_What to produce_: Would you please copy each line of the data in which the string "below" occurs?

Natural language region descriptions:
******************************

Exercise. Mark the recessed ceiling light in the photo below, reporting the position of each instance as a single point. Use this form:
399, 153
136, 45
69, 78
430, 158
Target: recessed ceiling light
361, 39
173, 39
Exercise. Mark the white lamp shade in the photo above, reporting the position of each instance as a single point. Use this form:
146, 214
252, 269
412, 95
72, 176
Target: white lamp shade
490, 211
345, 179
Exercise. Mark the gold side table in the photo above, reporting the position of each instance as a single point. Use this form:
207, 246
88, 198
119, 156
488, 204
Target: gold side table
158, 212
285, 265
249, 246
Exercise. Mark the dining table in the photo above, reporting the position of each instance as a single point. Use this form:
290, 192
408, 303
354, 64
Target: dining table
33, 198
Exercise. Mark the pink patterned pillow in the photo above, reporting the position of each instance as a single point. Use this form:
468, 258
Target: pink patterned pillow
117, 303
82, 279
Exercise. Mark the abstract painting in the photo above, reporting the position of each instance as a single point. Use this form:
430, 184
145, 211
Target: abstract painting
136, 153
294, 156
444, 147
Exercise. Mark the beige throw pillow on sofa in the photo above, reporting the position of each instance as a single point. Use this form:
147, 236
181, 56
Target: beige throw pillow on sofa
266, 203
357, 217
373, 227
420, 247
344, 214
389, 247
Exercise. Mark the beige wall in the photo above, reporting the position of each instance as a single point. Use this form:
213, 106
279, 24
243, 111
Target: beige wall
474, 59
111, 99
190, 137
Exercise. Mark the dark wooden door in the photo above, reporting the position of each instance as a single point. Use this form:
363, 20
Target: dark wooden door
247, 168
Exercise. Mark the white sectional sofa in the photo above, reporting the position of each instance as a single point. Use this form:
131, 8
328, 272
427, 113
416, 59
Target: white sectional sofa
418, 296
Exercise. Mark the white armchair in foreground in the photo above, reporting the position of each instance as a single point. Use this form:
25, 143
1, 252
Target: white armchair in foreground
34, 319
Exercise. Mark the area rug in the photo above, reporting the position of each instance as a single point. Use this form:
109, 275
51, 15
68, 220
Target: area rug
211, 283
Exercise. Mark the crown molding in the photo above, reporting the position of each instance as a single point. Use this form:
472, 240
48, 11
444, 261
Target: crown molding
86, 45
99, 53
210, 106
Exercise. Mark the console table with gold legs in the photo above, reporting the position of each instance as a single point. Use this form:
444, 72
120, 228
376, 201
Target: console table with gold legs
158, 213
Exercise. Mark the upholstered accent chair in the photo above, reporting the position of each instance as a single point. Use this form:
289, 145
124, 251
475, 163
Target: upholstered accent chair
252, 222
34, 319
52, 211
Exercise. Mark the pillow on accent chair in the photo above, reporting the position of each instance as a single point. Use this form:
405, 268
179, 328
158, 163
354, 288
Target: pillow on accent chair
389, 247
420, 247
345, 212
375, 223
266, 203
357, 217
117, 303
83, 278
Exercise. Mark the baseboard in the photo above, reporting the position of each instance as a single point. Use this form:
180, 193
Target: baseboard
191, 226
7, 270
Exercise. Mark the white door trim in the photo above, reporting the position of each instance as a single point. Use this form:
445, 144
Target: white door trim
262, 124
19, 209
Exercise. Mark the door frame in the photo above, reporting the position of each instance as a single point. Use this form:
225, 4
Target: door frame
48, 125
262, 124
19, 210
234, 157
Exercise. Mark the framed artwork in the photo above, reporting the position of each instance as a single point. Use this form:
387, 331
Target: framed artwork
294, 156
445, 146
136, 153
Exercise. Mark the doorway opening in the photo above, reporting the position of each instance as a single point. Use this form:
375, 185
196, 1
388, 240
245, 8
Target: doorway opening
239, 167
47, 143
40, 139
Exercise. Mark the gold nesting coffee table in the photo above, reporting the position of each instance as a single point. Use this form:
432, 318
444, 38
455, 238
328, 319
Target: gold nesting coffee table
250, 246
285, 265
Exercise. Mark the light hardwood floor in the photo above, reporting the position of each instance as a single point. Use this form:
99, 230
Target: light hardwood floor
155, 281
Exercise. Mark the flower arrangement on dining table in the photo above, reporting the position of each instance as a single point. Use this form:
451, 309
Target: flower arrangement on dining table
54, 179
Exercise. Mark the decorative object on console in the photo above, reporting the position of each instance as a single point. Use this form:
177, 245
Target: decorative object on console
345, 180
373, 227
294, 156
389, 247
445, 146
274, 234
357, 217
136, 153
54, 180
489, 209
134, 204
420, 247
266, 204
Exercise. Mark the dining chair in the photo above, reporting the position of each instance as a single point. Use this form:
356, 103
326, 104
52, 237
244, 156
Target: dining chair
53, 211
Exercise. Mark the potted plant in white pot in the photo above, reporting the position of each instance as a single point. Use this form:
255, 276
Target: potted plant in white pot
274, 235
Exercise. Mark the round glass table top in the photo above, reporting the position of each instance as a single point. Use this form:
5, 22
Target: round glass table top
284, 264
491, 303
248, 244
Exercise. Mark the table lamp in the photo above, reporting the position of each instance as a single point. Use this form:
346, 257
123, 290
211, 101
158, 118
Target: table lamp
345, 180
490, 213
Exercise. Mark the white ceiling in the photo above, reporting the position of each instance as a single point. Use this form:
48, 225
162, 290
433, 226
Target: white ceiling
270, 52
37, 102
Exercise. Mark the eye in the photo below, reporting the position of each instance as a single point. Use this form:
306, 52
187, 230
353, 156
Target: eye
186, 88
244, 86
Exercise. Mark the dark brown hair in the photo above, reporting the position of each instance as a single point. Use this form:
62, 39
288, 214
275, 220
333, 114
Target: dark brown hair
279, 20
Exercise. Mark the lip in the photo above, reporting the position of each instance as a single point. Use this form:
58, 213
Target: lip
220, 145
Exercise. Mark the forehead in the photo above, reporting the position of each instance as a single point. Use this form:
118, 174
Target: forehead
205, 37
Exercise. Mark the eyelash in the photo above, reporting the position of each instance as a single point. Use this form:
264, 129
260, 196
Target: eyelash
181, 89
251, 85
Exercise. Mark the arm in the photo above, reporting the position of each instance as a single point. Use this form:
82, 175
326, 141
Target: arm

******************************

_Task response_:
Exercise. Mark the recessed ceiling light in the photo below, reporting the position of each instance as a single point. Use this form:
Exercise. Mark the eye in the photo below, reporting the position of each instance as a single point. Use this form:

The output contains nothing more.